About this exercise: The lines to copy are those in the listing that hold the word "with".

***** Supplied information *****

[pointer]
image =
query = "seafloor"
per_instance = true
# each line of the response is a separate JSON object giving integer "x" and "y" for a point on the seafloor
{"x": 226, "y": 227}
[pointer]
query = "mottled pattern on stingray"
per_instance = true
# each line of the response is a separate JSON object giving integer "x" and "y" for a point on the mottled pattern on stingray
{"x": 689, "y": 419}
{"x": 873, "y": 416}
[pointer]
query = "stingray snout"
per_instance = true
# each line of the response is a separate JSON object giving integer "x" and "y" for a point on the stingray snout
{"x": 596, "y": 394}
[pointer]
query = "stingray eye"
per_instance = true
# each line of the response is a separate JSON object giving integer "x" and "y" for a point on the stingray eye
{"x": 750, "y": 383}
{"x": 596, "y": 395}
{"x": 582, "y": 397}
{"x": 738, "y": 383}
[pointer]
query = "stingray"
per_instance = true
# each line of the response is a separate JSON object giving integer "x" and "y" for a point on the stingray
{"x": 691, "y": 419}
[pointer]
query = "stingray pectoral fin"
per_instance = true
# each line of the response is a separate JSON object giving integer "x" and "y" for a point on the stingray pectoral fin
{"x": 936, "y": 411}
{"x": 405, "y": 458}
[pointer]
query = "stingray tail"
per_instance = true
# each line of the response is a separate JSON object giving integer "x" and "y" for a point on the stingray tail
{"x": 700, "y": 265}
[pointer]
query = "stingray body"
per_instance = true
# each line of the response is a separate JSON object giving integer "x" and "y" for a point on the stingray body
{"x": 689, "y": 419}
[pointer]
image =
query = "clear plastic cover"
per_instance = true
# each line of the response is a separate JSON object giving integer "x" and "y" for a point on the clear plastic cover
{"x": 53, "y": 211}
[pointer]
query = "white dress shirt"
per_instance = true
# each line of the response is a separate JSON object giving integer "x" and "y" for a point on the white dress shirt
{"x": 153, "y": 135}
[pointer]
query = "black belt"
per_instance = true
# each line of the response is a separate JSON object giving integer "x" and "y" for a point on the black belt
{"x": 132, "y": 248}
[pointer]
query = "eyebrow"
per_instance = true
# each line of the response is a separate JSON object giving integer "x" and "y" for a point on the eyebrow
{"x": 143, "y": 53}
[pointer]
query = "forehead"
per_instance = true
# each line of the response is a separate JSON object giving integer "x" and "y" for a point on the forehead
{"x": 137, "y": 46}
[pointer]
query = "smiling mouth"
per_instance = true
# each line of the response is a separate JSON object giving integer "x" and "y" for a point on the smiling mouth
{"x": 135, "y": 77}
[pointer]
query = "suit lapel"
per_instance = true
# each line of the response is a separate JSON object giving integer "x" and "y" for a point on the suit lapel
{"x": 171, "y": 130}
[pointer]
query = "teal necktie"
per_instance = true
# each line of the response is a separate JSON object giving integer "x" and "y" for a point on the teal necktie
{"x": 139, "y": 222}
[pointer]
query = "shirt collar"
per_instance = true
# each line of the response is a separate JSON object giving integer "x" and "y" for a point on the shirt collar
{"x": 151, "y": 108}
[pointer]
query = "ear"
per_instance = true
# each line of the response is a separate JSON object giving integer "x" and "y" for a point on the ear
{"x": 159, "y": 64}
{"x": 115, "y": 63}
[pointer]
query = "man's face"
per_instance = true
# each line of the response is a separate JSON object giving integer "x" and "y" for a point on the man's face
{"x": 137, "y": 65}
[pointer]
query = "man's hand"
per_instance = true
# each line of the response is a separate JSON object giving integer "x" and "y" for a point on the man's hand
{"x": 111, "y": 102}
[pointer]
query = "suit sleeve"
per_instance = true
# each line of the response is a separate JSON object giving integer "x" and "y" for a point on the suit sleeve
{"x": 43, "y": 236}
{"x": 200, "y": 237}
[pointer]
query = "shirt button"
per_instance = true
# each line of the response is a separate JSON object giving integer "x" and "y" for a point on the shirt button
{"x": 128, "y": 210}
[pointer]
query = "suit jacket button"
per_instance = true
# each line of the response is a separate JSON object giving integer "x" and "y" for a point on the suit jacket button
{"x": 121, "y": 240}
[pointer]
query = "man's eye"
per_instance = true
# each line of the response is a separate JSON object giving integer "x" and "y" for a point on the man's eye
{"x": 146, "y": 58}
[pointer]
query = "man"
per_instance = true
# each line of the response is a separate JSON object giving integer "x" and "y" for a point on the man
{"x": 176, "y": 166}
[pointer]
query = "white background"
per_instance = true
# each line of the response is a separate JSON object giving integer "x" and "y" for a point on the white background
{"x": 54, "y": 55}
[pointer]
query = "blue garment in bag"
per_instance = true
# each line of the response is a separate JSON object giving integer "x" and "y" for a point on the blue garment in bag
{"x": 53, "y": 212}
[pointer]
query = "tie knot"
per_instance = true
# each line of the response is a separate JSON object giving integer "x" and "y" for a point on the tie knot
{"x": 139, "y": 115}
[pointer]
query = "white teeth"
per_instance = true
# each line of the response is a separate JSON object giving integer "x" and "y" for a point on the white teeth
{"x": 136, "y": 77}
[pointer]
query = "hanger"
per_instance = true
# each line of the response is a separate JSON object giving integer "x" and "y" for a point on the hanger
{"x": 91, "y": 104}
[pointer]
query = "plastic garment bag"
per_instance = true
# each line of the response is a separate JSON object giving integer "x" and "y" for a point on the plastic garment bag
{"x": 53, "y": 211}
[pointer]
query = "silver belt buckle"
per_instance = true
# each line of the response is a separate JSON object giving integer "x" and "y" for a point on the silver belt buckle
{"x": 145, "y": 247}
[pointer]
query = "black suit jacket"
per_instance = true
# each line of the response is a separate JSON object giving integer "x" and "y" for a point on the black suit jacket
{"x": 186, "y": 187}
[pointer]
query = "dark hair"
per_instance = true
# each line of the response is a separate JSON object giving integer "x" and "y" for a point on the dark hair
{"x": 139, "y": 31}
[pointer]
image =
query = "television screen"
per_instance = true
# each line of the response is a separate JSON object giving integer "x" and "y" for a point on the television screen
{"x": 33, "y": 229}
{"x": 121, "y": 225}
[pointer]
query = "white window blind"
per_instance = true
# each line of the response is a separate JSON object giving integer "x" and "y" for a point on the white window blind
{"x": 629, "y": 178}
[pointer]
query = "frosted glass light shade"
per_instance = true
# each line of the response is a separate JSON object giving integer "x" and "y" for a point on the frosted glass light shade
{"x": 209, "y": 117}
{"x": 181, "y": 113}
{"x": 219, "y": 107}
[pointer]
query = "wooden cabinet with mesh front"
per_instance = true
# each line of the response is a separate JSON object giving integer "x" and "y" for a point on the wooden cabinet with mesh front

*****

Task output:
query = "wooden cabinet with mesh front"
# each line of the response is a separate JSON object giving integer "x" and "y" for a point on the wooden cabinet with mesh front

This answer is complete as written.